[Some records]
━━━━━━

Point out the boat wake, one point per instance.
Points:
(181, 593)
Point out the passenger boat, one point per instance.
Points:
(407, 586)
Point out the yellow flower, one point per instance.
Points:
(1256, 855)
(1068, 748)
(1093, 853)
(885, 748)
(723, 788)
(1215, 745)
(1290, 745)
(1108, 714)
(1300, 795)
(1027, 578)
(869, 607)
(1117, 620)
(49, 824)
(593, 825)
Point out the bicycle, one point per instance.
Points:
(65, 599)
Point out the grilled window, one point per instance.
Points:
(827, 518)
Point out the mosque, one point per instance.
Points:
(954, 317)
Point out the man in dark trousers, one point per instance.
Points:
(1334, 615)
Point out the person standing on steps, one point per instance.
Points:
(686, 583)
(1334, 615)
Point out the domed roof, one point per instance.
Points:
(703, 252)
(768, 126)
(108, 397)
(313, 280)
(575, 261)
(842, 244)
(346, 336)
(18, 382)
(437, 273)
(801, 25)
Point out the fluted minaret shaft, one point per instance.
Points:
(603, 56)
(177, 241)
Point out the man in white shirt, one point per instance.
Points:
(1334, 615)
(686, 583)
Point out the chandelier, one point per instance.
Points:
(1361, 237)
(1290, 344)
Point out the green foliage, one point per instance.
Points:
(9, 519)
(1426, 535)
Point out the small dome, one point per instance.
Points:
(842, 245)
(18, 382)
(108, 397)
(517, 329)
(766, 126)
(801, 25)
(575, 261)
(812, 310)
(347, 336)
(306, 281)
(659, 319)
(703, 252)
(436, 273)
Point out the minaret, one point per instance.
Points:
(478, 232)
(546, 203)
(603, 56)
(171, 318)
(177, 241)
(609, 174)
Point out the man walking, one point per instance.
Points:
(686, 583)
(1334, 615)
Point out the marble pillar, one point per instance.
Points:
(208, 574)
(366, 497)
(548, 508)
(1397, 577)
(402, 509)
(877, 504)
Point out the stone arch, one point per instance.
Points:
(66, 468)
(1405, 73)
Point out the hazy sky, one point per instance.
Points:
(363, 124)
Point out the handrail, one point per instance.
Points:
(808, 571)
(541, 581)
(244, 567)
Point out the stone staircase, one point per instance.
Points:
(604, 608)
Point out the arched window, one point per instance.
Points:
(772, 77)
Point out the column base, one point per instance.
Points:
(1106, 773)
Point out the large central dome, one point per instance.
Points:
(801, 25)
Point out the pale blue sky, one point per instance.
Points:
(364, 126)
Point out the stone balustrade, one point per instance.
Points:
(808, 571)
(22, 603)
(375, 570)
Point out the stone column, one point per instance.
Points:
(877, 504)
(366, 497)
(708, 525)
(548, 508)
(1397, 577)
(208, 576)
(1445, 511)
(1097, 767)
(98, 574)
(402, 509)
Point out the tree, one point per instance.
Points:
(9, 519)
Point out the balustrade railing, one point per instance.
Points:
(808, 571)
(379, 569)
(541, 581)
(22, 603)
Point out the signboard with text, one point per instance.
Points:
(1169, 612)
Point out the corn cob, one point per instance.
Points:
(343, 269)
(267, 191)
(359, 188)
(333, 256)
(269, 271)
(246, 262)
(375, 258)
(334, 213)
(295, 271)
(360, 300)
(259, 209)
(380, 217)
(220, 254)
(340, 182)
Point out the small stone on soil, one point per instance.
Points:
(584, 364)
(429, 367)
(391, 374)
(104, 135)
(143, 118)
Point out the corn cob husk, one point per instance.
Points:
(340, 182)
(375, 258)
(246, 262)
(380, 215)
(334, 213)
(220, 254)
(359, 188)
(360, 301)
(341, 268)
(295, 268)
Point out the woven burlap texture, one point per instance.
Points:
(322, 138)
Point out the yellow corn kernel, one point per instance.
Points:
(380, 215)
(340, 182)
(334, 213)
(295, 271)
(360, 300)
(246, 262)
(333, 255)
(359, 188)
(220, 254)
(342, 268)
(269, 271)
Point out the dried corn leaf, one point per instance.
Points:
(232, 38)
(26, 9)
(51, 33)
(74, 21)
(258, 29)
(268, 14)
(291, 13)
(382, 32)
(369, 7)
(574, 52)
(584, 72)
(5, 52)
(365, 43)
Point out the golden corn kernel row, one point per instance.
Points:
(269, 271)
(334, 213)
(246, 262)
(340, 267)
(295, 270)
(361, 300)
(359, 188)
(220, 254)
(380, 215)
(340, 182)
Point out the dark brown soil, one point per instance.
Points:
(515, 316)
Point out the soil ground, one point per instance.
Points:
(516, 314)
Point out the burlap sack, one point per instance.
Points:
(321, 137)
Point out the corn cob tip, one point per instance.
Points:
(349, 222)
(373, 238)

━━━━━━

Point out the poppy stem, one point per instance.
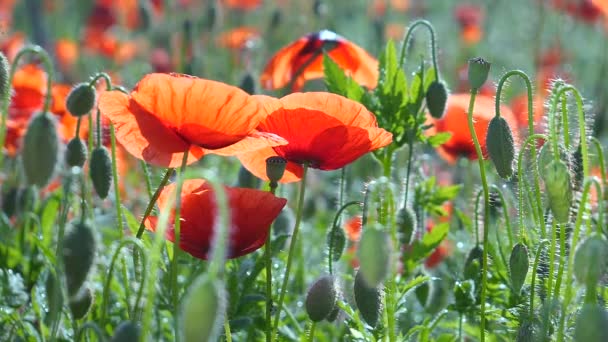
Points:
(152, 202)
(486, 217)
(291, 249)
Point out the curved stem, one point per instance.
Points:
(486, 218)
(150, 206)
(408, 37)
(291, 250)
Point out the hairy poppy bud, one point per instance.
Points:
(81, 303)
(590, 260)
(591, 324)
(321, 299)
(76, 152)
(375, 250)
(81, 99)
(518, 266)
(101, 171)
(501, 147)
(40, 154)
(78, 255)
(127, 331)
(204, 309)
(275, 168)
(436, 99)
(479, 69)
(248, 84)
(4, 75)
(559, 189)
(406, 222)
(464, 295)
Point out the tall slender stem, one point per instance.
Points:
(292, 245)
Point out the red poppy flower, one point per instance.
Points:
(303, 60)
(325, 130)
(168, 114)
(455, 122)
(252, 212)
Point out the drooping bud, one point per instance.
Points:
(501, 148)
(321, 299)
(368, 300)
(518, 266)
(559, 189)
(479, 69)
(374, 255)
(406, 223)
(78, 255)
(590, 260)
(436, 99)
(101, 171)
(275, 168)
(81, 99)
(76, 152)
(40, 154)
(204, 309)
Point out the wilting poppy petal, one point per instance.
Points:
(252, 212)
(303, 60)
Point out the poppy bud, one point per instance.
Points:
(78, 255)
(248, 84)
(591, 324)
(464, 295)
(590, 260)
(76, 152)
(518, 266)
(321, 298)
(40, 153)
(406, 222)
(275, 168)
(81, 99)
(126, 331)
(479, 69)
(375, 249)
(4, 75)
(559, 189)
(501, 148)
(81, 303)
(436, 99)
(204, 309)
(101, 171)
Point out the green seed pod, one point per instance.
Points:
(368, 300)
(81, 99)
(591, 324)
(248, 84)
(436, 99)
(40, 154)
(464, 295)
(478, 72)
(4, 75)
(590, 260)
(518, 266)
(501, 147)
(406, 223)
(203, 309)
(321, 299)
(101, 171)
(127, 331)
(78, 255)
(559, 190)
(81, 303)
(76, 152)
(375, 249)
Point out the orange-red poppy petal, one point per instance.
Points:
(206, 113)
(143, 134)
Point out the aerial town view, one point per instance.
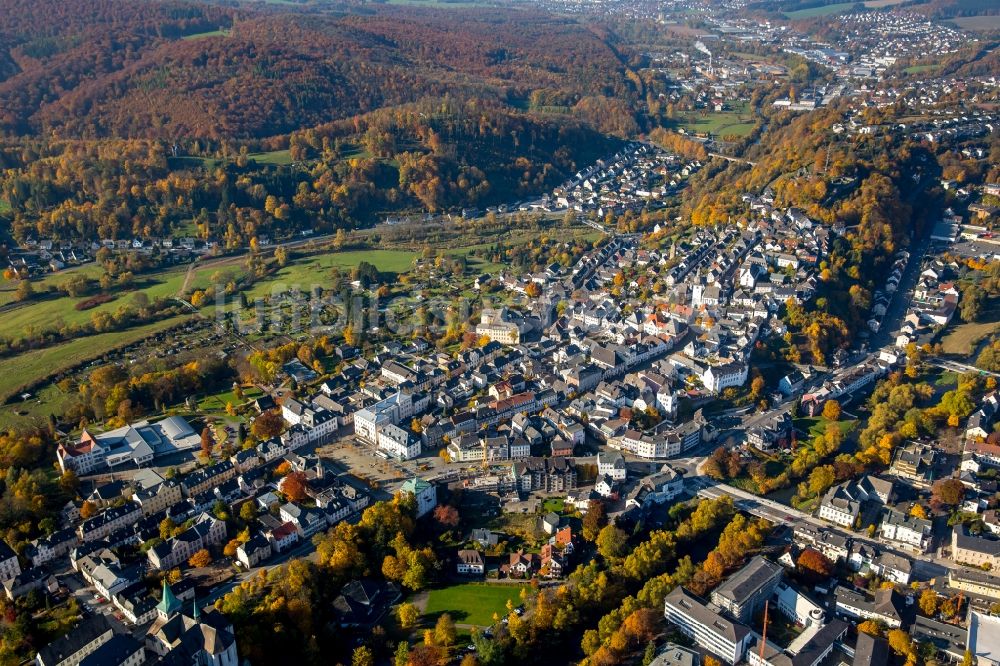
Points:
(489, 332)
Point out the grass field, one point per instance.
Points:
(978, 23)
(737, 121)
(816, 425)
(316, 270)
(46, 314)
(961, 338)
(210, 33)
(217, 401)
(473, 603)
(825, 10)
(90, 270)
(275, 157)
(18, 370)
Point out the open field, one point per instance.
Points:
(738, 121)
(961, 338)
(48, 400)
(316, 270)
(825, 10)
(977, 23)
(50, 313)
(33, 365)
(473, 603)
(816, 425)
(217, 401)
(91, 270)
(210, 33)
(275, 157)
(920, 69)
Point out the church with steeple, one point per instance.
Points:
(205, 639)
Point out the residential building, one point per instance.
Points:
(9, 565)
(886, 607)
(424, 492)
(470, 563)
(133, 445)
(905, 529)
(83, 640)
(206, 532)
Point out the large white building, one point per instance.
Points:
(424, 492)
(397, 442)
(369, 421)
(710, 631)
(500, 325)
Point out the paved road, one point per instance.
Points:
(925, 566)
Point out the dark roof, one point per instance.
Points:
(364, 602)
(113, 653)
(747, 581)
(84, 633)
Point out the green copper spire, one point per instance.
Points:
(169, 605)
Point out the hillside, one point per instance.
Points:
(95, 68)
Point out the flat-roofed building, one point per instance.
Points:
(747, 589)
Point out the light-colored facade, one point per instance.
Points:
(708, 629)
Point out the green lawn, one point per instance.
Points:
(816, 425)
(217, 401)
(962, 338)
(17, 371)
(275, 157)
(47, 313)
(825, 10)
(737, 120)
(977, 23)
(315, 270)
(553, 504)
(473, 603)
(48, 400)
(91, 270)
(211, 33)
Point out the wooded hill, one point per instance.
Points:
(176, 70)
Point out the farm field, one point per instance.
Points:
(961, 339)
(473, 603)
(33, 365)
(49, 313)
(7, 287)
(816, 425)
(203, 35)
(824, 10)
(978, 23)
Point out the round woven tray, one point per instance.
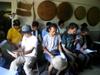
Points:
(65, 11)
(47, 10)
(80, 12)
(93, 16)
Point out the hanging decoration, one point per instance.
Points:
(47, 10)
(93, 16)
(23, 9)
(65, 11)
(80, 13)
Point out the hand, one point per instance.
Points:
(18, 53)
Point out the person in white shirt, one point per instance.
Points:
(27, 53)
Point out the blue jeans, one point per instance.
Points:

━━━━━━

* [Set exercise]:
Filter the entries above, keeping only the lines that contain the string "person". Treat uppercase and lowercase as different.

* [Result of the exercise]:
Point out the person standing on steps, one point per instance.
Point out the person in white shirt, one point per instance.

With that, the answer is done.